Coupe
d’Afrique des nations : football et impérialisme
31 Janvier 2024
La 34e édition de la
Coupe d’Afrique des nations (CAN) se déroule en Côte d’Ivoire jusqu’au 11
février. Même si la compétition ne draine pas les mêmes recettes que le Mondial
de football ou des Jeux Olympiques, les matches seraient suivis par quelque 500
millions de téléspectateurs dans 160 pays.
De grandes entreprises, comme
l’équipementier Puma ou le pétrolier TotalEnergies, ont investi dans le filon
de la CAN. En France, le groupe qatarien BeIN Sports a acquis les droits de
retransmission.
Une grande partie des joueurs des
24 sélections nationales évoluent hors d’Afrique : la CAN compte ainsi 60
joueurs exerçant en Ligue 1 (France), 29 en Premier League (Angleterre), 20
dans la Liga (Espagne), 17 dans la Bundesliga (Allemagne), 17 dans la Serie A
(Italie), etc. Les clubs d’Afrique du Nord et du golfe Persique, moins
prestigieux, comptent également un certain nombre de joueurs africains. Pour
les énormes machines financières que sont les grands clubs européens, le
recrutement de ces footballeurs est bon marché. Le phénomène n’est pas
nouveau : dès l’entre-deux-guerres, les clubs des puissances coloniales
européennes recrutaient des Africains, à l’instar des joueurs algériens qui, en
1958, ont quitté le championnat de France pour former la sélection algérienne à
l’initiative du FLN. Depuis, le phénomène a pris une tout autre ampleur, à la
faveur à la fois d’une déréglementation et de la montée en puissance financière
du football européen.
+ + + +
▸ **Consigne 1**:
Répondez à ces questions sur l'extrait consacré à la CAN :
(a) Jusqu'à quelle date se déroule la 34e édition de la compétition ?
(b) Quel groupe a acquis les droits de retransmission en France ?
(c) Combien de joueurs de la CAN évoluent en Premier League ?
L'extrait et les entrées proviennent de sources distinctes.

▸ **Entrées de données**:
+ + + +
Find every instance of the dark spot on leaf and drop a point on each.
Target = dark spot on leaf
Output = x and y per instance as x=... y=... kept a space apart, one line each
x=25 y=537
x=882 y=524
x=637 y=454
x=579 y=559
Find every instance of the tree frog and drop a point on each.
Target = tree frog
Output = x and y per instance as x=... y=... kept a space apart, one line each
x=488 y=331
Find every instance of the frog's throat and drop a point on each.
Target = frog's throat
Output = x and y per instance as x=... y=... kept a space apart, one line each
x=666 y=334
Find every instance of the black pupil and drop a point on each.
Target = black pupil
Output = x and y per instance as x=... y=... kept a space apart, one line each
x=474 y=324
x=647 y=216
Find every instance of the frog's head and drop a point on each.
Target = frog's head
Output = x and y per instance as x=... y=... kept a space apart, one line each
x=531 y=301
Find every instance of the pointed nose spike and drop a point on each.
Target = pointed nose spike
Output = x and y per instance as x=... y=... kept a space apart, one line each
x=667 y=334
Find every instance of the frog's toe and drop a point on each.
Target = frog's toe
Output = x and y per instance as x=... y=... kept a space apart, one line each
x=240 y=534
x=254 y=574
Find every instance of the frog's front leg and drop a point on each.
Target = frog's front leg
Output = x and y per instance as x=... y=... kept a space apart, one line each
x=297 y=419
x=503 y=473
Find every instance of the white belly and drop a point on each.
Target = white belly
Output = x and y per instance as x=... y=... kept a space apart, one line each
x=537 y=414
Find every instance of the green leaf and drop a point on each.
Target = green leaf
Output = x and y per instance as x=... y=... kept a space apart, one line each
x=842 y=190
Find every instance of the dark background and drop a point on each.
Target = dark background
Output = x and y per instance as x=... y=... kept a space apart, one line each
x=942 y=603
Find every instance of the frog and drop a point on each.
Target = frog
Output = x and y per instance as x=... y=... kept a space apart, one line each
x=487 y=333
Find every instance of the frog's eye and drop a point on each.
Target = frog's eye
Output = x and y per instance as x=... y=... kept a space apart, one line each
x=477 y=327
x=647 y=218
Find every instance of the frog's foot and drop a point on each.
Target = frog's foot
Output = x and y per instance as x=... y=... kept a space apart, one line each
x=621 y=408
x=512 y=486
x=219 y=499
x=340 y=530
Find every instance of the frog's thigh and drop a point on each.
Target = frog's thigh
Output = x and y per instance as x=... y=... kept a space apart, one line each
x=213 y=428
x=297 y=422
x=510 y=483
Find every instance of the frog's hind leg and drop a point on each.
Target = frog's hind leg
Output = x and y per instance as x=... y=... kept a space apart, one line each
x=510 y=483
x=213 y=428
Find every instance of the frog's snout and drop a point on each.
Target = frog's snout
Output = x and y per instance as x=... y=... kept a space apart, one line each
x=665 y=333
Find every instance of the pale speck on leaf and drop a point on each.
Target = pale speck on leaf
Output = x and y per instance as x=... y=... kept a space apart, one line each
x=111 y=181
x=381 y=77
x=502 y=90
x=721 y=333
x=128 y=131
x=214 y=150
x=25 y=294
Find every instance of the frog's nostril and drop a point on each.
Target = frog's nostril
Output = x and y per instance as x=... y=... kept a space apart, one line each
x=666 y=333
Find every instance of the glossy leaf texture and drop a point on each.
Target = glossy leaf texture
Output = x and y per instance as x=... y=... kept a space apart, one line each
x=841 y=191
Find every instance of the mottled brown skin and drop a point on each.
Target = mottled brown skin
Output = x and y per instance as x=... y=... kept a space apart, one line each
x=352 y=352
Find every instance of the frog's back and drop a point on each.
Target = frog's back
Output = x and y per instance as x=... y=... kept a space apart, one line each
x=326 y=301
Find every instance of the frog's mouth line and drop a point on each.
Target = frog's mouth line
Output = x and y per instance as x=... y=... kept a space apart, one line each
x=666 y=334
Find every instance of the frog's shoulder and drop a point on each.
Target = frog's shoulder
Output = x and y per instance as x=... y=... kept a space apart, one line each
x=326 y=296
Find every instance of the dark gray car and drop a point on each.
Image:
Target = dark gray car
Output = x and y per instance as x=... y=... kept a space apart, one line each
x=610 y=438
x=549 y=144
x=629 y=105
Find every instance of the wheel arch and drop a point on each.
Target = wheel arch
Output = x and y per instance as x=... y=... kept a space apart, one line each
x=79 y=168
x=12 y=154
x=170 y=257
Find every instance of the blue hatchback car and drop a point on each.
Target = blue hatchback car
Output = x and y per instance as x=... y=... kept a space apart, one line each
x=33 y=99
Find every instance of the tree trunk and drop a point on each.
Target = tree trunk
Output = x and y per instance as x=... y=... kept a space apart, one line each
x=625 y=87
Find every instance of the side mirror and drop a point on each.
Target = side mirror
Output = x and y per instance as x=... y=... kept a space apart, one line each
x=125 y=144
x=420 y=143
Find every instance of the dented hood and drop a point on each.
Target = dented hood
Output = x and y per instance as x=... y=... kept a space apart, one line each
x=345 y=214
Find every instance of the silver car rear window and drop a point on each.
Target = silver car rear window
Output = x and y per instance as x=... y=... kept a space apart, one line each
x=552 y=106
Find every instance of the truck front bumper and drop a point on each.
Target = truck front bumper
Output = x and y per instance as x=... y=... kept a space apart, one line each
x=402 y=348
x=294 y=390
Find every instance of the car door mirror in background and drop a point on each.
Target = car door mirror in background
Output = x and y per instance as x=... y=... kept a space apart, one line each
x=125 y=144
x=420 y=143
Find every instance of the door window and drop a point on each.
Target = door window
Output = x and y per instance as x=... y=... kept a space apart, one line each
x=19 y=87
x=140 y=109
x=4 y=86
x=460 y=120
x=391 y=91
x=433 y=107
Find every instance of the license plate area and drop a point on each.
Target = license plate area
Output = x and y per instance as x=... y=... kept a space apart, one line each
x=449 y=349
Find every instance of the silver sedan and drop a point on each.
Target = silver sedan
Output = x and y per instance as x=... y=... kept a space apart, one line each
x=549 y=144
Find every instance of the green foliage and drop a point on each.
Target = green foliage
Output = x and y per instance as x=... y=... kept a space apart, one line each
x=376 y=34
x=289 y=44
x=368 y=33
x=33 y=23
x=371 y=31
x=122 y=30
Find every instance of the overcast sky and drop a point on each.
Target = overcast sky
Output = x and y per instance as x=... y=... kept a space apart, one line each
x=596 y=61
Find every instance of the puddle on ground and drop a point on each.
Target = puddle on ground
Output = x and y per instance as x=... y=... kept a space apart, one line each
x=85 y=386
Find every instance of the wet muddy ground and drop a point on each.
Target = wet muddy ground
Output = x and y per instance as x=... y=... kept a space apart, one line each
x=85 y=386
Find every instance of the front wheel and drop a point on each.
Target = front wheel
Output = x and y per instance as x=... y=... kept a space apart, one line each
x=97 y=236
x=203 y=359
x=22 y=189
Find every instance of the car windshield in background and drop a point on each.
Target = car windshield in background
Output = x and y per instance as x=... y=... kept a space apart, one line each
+ + + +
▸ **Consigne 2**:
Restituez sous forme de liste JSON de chaînes les lignes des entrées, une chaîne par ligne, sans les lignes vides : commencez à la ligne qui contient « Find every instance of the front » et poursuivez jusqu'à la fin des entrées.

▸ **Réponse 1**:
(a) Jusqu'au 11 février.
(b) Le groupe qatarien BeIN Sports.
(c) 29 joueurs.

▸ **Réponse 2**:
[
  "Find every instance of the front wheel and drop a point on each.",
  "Target = front wheel",
  "Output = x and y per instance as x=... y=... kept a space apart, one line each",
  "x=97 y=236",
  "x=203 y=359",
  "x=22 y=189",
  "Find every instance of the car windshield in background and drop a point on each.",
  "Target = car windshield in background",
  "Output = x and y per instance as x=... y=... kept a space apart, one line each"
]